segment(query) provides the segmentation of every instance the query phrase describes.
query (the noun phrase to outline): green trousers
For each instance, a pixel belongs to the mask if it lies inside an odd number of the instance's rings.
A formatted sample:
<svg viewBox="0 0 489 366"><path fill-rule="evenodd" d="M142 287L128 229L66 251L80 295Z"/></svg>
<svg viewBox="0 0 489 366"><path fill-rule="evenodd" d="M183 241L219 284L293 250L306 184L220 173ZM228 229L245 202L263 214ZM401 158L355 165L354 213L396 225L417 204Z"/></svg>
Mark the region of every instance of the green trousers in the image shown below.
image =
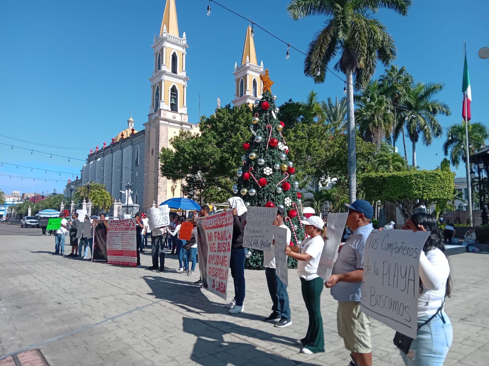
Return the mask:
<svg viewBox="0 0 489 366"><path fill-rule="evenodd" d="M301 340L304 346L314 353L324 352L324 330L321 316L321 293L324 281L320 277L306 281L301 277L302 297L309 314L306 337Z"/></svg>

# Exercise brief:
Update the listing above by replacing "green trousers" with "olive pants" wherever it occurs, keeping everything else the same, and leave the pictures out of your answer.

# Solution below:
segment(query) provides the segmentation of every instance the query phrase describes.
query (the noun phrase to outline): olive pants
For each instance, a pixel belongs to the mask if it lies inside an odd number of the instance's rings.
A formatted sample:
<svg viewBox="0 0 489 366"><path fill-rule="evenodd" d="M142 287L128 229L66 251L80 295Z"/></svg>
<svg viewBox="0 0 489 366"><path fill-rule="evenodd" d="M183 241L219 284L293 250L306 184L220 173ZM228 229L245 202L263 214ZM401 158L355 165L354 213L396 225L417 204Z"/></svg>
Mark the region of every instance of the olive pants in the image shown below.
image =
Return the mask:
<svg viewBox="0 0 489 366"><path fill-rule="evenodd" d="M301 340L304 346L314 353L324 352L324 330L321 316L321 293L324 281L320 277L306 281L301 277L302 297L309 314L306 337Z"/></svg>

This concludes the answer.